-- START Supplied data --

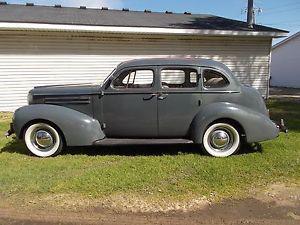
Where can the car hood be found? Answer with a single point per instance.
(67, 89)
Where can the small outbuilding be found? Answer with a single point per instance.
(44, 45)
(285, 70)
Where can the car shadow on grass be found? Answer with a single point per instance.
(129, 149)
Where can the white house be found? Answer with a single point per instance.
(44, 45)
(285, 71)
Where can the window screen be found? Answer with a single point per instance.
(134, 79)
(214, 79)
(179, 78)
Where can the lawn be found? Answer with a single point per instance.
(173, 172)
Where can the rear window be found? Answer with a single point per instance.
(214, 79)
(179, 78)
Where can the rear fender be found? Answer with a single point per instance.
(78, 128)
(257, 126)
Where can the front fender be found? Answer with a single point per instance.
(79, 129)
(257, 126)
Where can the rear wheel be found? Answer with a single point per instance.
(221, 140)
(43, 140)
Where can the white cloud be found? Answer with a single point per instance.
(116, 4)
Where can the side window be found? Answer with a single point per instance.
(179, 78)
(214, 79)
(134, 79)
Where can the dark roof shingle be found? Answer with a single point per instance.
(98, 17)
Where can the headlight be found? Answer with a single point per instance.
(29, 98)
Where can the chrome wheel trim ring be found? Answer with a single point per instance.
(221, 151)
(219, 139)
(42, 139)
(39, 148)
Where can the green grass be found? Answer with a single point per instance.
(156, 171)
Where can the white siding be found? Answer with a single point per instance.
(32, 59)
(285, 70)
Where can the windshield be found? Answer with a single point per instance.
(106, 79)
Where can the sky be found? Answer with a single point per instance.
(283, 14)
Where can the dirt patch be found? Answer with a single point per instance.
(279, 204)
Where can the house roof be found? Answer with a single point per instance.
(286, 40)
(13, 13)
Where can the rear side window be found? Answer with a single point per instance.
(214, 79)
(179, 78)
(134, 79)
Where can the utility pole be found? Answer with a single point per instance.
(250, 14)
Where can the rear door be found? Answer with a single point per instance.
(179, 99)
(130, 104)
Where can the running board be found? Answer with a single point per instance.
(123, 141)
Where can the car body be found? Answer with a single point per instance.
(195, 99)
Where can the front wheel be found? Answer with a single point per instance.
(221, 140)
(43, 140)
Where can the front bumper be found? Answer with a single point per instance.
(281, 126)
(10, 131)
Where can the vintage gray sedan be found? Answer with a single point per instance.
(194, 99)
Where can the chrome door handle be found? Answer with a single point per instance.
(162, 96)
(149, 97)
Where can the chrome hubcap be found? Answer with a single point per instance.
(43, 139)
(219, 139)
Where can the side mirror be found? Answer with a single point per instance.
(107, 84)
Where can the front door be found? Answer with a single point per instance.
(179, 100)
(130, 104)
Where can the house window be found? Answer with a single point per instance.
(179, 78)
(134, 79)
(214, 79)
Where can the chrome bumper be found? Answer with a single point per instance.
(281, 126)
(10, 131)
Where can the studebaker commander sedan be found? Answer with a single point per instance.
(195, 99)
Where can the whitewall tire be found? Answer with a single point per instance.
(43, 140)
(221, 140)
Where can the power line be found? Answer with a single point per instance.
(283, 6)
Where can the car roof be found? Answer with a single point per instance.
(173, 62)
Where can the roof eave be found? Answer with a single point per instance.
(141, 30)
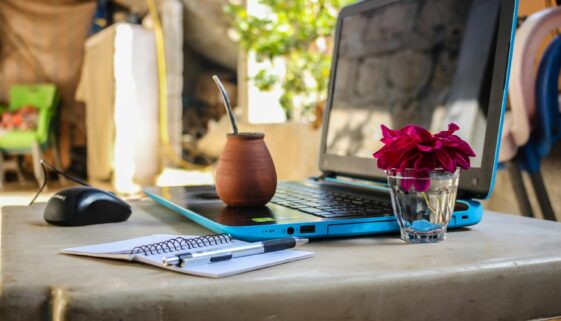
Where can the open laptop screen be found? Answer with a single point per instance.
(423, 62)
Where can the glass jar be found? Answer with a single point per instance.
(423, 203)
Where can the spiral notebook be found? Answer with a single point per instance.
(151, 249)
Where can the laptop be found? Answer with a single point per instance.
(395, 62)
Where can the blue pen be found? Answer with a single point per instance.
(211, 256)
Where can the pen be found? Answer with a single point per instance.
(205, 257)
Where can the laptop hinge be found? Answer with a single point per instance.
(324, 175)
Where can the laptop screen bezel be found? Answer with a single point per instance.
(475, 183)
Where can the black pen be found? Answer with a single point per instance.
(224, 254)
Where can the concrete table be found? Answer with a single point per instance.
(505, 268)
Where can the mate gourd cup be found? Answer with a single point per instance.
(245, 175)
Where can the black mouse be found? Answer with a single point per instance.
(84, 205)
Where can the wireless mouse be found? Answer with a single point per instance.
(85, 205)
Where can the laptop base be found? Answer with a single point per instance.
(199, 204)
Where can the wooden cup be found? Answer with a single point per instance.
(245, 175)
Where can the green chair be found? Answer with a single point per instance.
(45, 97)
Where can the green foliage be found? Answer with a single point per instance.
(300, 31)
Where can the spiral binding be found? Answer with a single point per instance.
(181, 243)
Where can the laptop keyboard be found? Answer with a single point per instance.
(328, 204)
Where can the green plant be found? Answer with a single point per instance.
(300, 31)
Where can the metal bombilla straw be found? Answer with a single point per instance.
(226, 103)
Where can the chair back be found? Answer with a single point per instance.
(42, 96)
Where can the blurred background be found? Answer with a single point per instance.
(119, 92)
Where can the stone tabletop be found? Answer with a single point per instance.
(505, 268)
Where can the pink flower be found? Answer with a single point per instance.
(415, 148)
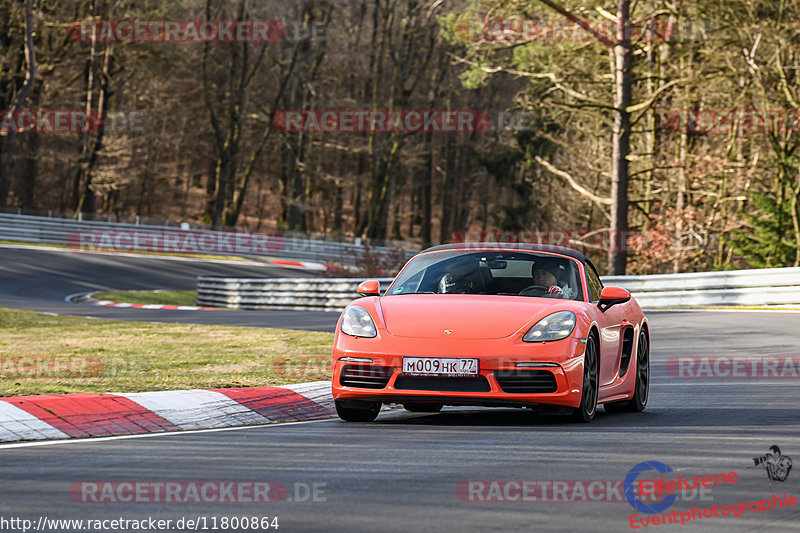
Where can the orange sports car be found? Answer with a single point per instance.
(492, 325)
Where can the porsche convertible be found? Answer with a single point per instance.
(492, 325)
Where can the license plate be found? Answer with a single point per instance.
(440, 366)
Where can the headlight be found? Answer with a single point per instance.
(552, 328)
(357, 322)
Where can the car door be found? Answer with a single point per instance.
(610, 323)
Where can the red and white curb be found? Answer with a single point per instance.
(64, 416)
(88, 299)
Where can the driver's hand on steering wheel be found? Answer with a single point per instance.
(555, 290)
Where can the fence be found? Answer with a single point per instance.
(115, 237)
(777, 286)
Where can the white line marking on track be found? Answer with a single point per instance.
(195, 409)
(162, 434)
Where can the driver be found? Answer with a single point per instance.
(461, 277)
(542, 276)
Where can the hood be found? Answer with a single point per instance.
(468, 316)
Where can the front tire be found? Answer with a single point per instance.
(357, 411)
(641, 390)
(588, 407)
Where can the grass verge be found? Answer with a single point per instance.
(149, 297)
(42, 354)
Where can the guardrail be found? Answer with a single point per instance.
(327, 294)
(86, 235)
(761, 287)
(775, 286)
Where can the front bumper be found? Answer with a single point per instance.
(497, 358)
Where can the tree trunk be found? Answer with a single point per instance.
(617, 252)
(10, 141)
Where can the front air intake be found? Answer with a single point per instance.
(365, 376)
(526, 381)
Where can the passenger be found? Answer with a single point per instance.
(545, 278)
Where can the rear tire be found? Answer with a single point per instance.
(588, 407)
(423, 407)
(357, 411)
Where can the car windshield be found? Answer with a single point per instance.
(490, 272)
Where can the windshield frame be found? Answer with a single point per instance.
(578, 265)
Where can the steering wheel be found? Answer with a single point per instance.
(541, 288)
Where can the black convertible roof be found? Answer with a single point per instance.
(523, 247)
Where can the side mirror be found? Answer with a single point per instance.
(370, 287)
(612, 296)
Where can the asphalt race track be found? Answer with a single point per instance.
(408, 472)
(39, 280)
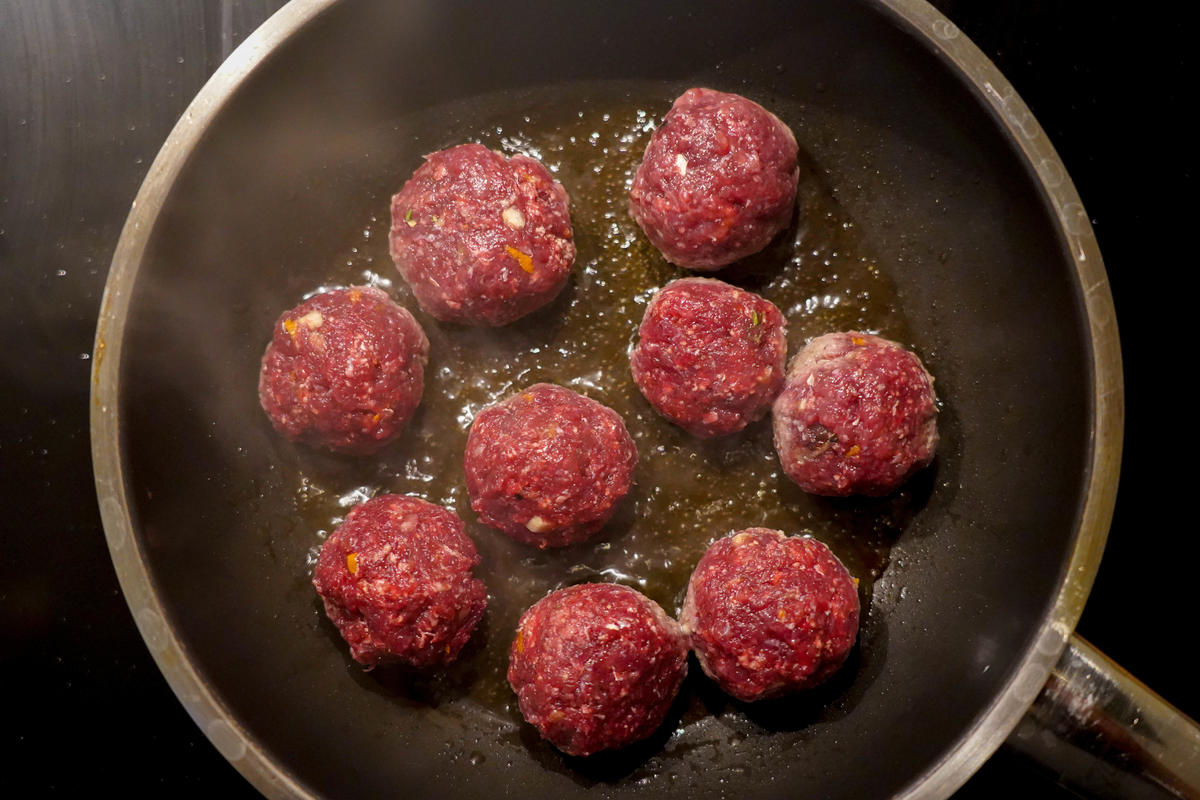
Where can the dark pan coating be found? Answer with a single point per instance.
(597, 667)
(857, 415)
(711, 355)
(481, 239)
(345, 371)
(396, 581)
(718, 180)
(768, 614)
(549, 465)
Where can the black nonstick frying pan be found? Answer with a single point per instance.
(935, 211)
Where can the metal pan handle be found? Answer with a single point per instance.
(1107, 734)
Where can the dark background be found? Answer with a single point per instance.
(89, 90)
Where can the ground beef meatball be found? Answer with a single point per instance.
(597, 667)
(718, 180)
(709, 356)
(857, 415)
(481, 239)
(547, 465)
(345, 371)
(396, 579)
(768, 614)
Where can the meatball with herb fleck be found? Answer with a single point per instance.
(481, 239)
(718, 180)
(768, 614)
(709, 355)
(597, 667)
(857, 415)
(345, 371)
(549, 465)
(396, 581)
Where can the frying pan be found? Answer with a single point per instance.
(927, 149)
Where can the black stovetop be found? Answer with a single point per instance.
(88, 94)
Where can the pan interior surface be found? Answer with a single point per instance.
(288, 191)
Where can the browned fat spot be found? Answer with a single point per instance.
(817, 438)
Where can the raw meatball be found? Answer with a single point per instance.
(597, 667)
(857, 415)
(769, 614)
(345, 371)
(396, 579)
(718, 180)
(709, 356)
(549, 467)
(481, 239)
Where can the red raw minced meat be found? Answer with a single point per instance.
(549, 465)
(718, 180)
(857, 415)
(396, 581)
(481, 239)
(597, 667)
(345, 371)
(768, 614)
(709, 355)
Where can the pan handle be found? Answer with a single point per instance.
(1107, 734)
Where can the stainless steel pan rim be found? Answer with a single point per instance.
(928, 25)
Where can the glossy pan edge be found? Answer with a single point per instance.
(993, 725)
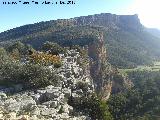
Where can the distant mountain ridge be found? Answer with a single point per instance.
(128, 42)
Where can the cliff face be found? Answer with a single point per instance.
(79, 31)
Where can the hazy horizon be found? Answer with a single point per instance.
(13, 16)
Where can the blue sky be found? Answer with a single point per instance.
(12, 16)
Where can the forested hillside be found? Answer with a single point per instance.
(128, 41)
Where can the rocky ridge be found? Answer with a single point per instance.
(50, 102)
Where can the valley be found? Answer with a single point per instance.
(95, 67)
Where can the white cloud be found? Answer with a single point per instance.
(148, 11)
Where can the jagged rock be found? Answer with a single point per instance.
(64, 116)
(13, 107)
(51, 94)
(2, 96)
(67, 92)
(18, 87)
(67, 109)
(51, 104)
(48, 112)
(35, 111)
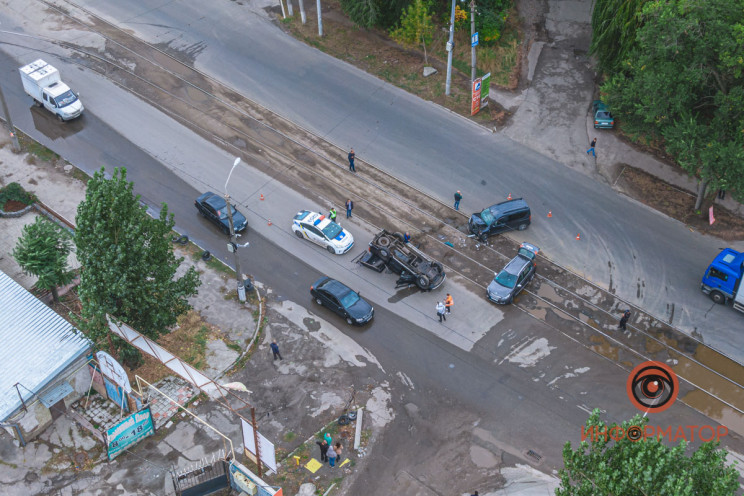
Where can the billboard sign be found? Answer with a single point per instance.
(268, 455)
(485, 85)
(129, 431)
(475, 106)
(111, 369)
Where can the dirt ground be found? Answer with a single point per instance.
(374, 52)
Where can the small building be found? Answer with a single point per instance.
(42, 362)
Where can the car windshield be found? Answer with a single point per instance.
(349, 299)
(223, 212)
(65, 99)
(487, 216)
(506, 279)
(332, 230)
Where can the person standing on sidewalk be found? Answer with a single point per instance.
(624, 320)
(349, 207)
(351, 160)
(331, 456)
(323, 450)
(591, 147)
(440, 311)
(448, 302)
(275, 350)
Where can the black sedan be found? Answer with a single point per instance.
(343, 300)
(509, 282)
(213, 207)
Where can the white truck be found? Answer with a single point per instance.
(41, 82)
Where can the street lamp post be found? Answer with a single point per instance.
(232, 246)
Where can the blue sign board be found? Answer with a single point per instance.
(129, 431)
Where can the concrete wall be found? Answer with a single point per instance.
(38, 417)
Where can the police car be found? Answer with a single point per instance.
(323, 231)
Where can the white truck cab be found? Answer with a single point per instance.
(42, 82)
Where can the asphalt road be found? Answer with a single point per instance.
(646, 258)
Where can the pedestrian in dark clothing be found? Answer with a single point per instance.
(591, 147)
(624, 320)
(349, 207)
(458, 197)
(275, 350)
(331, 456)
(323, 450)
(440, 311)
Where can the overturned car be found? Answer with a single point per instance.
(390, 250)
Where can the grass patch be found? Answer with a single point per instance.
(188, 341)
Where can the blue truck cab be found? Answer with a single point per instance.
(723, 278)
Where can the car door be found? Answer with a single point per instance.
(314, 234)
(499, 225)
(523, 279)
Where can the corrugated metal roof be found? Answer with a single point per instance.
(36, 344)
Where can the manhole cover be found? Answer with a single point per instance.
(534, 455)
(81, 459)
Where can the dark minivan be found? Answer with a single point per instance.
(504, 216)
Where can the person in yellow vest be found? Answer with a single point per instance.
(448, 303)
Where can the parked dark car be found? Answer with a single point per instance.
(212, 206)
(518, 272)
(391, 250)
(505, 216)
(602, 117)
(342, 300)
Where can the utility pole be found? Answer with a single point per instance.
(11, 128)
(320, 20)
(232, 245)
(450, 47)
(472, 33)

-- END Supplied data --

Could you rewrite the entries from the line containing "Where can the person in" through the end of the entries, keeping every line including the requests, but adding 147 to each number in the point coordinates?

Where can the person in yellow vest be found? Answer with a single point per instance.
(595, 450)
Where can the parked dark car be found? Answer with a single point per instance.
(359, 353)
(665, 419)
(538, 397)
(652, 363)
(749, 264)
(489, 447)
Where can the utility pole be found? Answer with a single point per instance.
(158, 275)
(467, 167)
(379, 392)
(597, 194)
(619, 180)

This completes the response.